BEGIN

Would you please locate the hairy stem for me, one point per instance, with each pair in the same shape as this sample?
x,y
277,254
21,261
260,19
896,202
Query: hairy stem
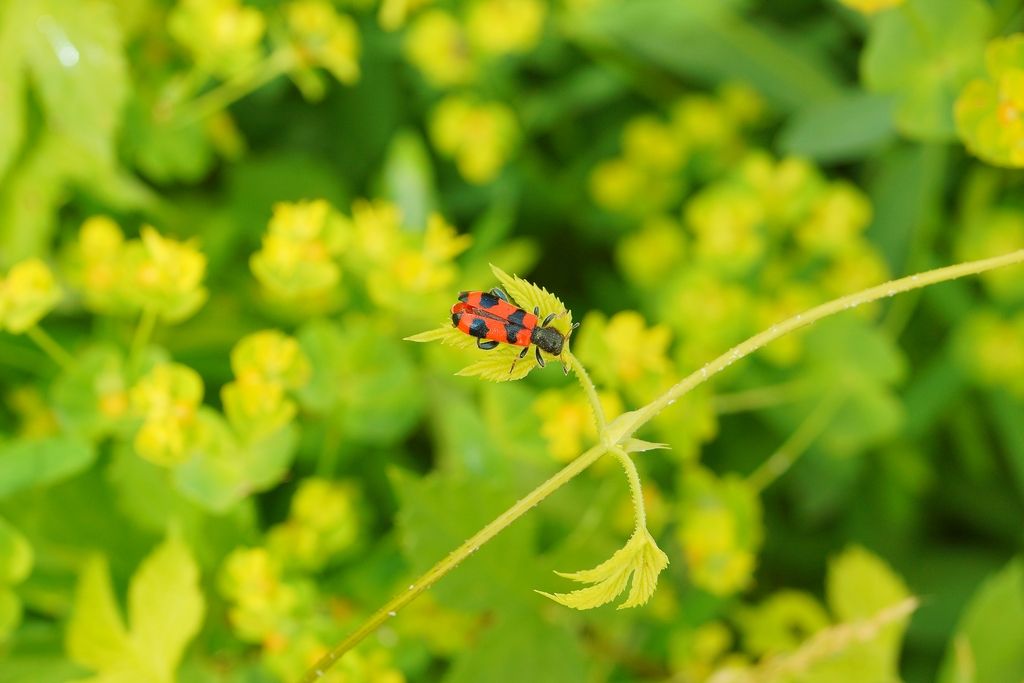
x,y
454,559
637,419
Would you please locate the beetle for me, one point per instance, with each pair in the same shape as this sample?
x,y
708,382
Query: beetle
x,y
495,319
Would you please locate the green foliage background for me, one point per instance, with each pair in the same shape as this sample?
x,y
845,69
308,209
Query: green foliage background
x,y
185,496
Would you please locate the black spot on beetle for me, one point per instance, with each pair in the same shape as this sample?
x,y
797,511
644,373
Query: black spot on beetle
x,y
478,328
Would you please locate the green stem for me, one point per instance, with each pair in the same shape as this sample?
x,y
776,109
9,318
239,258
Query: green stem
x,y
639,418
633,421
797,444
50,346
636,492
279,62
454,559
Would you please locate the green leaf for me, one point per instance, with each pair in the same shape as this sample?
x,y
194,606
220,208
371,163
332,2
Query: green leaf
x,y
709,40
363,378
534,648
859,586
640,560
408,178
15,555
224,470
166,606
843,129
96,637
988,644
438,512
924,52
39,461
75,55
11,83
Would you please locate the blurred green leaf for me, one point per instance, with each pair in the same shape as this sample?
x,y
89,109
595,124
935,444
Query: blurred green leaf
x,y
988,644
408,179
923,52
361,378
96,635
438,512
165,606
708,39
74,52
224,470
843,129
11,84
35,462
522,642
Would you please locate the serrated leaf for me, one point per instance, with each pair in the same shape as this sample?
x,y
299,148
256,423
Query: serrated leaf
x,y
498,367
96,636
640,559
166,605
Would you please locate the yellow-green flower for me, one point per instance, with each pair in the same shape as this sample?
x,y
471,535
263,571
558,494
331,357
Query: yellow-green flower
x,y
990,111
298,258
871,6
100,267
437,46
505,27
168,274
480,136
838,218
167,398
273,356
567,422
223,36
322,37
28,294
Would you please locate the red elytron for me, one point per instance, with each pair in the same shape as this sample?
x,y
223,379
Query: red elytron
x,y
494,319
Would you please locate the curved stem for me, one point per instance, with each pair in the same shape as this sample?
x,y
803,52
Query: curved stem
x,y
636,492
639,418
454,559
631,422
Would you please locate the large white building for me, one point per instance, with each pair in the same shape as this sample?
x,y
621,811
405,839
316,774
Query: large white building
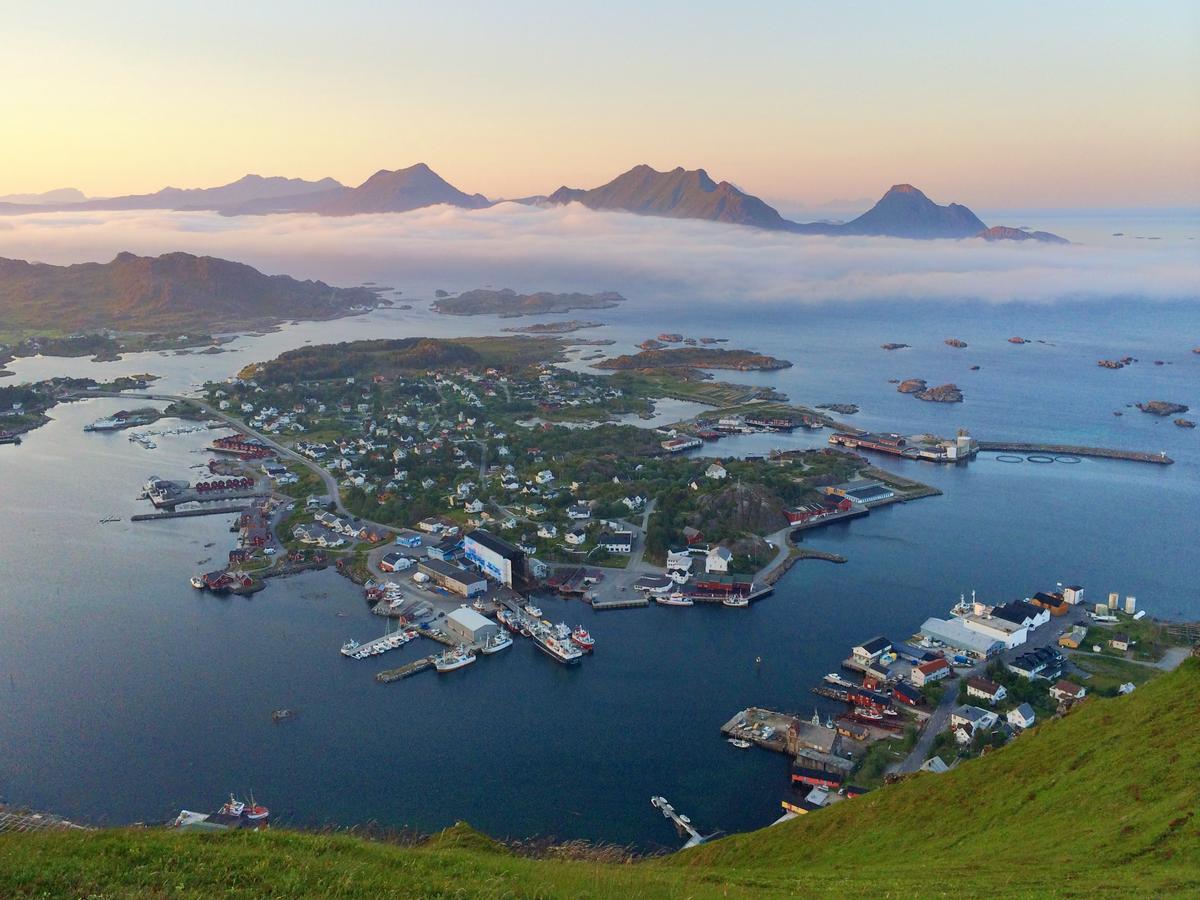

END

Please leave out the pictures while you copy exactly the lines from the one containing "Would you please locate the yellow-green" through the end of the records.

Would you please locate the yellow-green flower for me, one point per instance, with each pair in the same shape as this sample?
x,y
471,535
263,571
558,494
331,357
Query: yellow-green flower
x,y
990,111
298,258
871,6
100,267
437,46
505,27
168,274
480,136
838,218
167,398
273,356
567,422
223,36
322,37
28,294
Would you please locate the red elytron for me, one point per instance, with each pair in the same shape as this sample?
x,y
223,379
Query: red elytron
x,y
494,319
Would you please locate the curved stem for me, one point per instance, with each pair in the same shape as this sample?
x,y
803,52
Query: curved stem
x,y
636,492
639,418
454,559
631,422
Would you please locate the large white building for me, one point per instance, with each pair in the same shape as this sample?
x,y
621,811
405,839
316,774
Query: large white building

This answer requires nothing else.